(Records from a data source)
====
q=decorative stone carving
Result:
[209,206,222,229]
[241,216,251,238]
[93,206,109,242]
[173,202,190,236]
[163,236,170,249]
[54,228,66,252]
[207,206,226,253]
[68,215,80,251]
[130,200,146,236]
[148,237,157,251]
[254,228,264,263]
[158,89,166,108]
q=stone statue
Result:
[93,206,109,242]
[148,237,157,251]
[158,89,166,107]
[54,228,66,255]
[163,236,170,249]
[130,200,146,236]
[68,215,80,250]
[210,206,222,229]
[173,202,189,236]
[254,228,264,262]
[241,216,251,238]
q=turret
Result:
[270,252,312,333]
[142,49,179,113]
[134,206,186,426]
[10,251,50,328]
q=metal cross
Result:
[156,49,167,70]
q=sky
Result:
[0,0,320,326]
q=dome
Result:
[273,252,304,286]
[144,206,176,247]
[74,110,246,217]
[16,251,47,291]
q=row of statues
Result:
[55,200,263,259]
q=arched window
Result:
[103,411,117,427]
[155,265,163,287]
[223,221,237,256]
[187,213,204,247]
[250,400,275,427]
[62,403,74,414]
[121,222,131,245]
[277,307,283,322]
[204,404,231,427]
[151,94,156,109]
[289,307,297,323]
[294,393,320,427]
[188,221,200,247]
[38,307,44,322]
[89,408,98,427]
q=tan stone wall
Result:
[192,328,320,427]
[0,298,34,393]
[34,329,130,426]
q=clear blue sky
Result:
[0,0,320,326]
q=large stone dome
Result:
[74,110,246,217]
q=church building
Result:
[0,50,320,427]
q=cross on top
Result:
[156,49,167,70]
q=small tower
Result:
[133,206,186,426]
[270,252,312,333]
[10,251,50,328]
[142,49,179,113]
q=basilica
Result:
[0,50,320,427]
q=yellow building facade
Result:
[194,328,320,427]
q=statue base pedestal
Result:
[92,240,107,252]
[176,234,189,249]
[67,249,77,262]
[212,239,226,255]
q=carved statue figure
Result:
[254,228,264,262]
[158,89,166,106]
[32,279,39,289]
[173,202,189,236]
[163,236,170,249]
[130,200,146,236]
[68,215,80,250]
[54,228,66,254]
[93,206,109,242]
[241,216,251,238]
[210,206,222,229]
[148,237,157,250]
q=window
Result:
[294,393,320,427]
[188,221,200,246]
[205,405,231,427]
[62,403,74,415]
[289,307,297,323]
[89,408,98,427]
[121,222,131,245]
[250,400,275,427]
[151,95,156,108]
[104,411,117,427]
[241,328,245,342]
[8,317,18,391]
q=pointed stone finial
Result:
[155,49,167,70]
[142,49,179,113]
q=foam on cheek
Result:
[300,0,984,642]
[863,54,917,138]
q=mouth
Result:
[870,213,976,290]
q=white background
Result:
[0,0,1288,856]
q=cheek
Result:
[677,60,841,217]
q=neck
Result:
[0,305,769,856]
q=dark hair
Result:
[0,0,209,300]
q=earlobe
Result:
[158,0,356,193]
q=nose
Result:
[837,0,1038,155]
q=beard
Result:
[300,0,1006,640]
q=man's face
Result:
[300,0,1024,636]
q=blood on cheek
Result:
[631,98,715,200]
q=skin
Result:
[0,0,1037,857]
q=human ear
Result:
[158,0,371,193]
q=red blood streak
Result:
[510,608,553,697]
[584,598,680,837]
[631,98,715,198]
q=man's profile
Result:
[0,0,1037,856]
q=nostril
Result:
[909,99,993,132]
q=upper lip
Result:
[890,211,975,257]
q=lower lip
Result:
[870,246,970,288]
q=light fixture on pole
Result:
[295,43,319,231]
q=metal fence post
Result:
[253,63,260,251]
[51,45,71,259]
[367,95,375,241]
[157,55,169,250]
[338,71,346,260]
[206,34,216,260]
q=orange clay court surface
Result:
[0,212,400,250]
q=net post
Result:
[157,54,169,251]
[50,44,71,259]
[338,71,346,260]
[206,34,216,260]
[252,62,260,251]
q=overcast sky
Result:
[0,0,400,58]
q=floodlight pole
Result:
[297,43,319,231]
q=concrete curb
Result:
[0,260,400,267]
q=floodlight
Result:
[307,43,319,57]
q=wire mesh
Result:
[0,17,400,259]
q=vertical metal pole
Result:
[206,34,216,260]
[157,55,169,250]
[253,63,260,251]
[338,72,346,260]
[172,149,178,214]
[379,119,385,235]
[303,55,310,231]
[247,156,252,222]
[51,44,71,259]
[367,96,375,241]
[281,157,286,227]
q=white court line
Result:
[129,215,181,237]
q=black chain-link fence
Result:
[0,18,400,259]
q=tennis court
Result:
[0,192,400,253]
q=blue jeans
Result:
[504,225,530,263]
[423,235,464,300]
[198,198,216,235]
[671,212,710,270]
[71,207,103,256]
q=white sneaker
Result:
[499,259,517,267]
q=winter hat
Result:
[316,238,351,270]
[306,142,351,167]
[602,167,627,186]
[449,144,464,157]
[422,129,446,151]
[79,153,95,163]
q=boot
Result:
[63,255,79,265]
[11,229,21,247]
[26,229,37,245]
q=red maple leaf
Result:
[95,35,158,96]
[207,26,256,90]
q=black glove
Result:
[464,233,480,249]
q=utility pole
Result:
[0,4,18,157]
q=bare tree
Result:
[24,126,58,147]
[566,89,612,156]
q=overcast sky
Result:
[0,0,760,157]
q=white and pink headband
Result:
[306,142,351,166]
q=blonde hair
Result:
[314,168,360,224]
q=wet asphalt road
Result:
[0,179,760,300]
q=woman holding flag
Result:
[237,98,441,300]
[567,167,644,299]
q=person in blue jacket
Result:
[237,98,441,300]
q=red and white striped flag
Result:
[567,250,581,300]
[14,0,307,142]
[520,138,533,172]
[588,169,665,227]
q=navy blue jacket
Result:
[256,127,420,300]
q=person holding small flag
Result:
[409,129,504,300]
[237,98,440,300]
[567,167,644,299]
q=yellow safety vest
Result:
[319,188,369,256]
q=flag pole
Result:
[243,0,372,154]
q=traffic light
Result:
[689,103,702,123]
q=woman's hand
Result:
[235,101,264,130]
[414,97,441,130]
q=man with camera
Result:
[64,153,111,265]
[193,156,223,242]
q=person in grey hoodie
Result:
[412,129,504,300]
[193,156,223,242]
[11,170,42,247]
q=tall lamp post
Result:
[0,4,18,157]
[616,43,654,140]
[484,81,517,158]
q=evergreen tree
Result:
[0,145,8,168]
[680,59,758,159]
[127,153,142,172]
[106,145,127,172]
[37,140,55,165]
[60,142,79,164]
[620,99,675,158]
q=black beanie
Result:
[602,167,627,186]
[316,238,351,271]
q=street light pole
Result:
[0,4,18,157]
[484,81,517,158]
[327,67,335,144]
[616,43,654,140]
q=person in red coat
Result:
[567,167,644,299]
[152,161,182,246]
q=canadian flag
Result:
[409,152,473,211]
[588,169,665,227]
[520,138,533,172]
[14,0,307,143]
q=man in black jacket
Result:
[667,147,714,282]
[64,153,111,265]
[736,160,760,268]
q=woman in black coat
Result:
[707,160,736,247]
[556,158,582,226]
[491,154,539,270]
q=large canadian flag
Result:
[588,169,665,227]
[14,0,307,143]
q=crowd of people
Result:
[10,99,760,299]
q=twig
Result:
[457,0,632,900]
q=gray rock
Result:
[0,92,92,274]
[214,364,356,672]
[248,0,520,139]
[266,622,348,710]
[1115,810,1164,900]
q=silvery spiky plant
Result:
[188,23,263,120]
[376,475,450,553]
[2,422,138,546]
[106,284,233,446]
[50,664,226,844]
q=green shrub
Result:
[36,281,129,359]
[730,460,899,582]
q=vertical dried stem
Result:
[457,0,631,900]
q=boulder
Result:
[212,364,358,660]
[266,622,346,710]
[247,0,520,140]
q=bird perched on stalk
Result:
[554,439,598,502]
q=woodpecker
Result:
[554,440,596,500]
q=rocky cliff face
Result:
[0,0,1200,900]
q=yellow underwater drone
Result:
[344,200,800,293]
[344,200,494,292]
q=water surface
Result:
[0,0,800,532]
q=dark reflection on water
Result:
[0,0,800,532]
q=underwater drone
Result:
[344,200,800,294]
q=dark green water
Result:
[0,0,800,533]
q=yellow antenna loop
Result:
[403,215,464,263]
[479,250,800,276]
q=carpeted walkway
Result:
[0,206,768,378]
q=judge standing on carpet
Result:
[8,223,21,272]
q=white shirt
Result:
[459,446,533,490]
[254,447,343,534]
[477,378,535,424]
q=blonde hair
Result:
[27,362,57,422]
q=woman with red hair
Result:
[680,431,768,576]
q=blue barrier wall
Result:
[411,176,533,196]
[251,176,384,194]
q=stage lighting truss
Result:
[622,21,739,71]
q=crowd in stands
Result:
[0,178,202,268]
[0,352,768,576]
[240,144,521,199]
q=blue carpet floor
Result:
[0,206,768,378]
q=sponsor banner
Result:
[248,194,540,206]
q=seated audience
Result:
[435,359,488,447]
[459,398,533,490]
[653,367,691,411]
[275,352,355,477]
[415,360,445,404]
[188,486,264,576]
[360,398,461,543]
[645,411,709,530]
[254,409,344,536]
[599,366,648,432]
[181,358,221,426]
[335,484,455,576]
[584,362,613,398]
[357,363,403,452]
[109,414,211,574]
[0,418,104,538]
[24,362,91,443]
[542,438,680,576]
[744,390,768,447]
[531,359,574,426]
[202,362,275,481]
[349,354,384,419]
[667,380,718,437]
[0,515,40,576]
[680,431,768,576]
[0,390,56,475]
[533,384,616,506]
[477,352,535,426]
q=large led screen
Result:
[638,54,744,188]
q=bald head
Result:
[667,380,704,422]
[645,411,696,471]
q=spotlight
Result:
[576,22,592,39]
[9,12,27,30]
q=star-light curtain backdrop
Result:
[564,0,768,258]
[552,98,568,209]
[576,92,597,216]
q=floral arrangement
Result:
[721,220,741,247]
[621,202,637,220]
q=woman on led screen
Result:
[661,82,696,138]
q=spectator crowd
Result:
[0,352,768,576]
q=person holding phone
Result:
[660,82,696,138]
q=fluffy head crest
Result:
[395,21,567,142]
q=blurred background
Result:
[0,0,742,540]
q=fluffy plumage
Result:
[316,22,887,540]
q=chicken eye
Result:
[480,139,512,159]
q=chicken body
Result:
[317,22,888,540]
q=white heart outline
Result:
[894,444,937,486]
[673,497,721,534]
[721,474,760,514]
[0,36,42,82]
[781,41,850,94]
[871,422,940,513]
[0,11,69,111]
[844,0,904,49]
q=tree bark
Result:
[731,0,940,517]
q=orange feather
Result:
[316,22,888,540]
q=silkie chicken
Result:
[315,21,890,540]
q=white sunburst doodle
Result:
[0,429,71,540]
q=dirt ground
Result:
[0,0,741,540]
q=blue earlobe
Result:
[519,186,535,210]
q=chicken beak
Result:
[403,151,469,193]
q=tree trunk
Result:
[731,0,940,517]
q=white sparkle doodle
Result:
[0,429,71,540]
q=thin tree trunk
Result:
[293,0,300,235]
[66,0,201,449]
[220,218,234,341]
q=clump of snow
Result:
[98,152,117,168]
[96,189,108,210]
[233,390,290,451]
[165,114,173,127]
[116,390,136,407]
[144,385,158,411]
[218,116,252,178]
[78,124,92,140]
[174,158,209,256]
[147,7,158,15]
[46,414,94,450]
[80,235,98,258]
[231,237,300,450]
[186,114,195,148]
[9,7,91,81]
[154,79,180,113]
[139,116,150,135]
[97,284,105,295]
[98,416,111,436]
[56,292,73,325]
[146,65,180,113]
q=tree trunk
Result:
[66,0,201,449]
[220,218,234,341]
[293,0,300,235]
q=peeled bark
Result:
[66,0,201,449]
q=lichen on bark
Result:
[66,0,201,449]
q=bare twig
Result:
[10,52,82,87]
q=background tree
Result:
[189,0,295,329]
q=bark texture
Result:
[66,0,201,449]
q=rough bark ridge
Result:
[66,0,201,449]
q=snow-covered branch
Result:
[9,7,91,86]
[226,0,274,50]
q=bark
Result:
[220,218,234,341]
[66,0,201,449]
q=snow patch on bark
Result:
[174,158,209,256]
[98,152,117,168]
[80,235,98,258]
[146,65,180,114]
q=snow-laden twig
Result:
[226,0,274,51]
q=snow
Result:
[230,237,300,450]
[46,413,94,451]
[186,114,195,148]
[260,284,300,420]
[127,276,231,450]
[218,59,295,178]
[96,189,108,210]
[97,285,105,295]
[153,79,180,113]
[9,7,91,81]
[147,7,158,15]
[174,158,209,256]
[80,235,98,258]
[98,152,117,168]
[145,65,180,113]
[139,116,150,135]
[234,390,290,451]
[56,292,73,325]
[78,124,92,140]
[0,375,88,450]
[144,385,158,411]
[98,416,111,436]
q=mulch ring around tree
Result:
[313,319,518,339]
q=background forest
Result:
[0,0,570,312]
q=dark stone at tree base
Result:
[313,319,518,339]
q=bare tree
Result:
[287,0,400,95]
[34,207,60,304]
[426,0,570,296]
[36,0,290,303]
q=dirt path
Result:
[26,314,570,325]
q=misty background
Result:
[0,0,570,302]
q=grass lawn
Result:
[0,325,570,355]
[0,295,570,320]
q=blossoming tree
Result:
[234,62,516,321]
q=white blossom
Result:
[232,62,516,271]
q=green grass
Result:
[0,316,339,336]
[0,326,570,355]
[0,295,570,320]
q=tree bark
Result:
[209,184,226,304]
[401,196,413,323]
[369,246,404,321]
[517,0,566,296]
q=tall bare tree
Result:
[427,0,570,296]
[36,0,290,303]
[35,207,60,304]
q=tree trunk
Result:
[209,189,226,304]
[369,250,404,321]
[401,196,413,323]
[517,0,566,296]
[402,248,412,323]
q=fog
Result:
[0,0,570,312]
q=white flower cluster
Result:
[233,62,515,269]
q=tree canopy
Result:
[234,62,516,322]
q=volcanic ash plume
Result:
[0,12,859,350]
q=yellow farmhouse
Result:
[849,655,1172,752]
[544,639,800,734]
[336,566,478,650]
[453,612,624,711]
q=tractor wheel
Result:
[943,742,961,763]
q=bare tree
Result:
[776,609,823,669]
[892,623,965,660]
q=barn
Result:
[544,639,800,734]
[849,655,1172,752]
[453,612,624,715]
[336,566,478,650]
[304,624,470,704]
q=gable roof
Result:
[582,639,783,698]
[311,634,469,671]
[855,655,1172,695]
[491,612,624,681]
====
**Your objective:** Rewrite the part of the items that starts with the line containing "q=volcanic ash plume" and ends with the line containing "[892,623,965,660]", switching "farmhouse" to "cottage" and leaving everything else as it is.

**Finished exercise:**
q=volcanic ash plume
Result:
[0,12,859,350]
q=yellow cottage
Result:
[849,655,1172,752]
[544,639,800,734]
[336,566,478,650]
[453,612,624,711]
q=tractor wheel
Result:
[943,742,961,763]
q=bare tree
Result:
[776,609,823,669]
[892,623,965,660]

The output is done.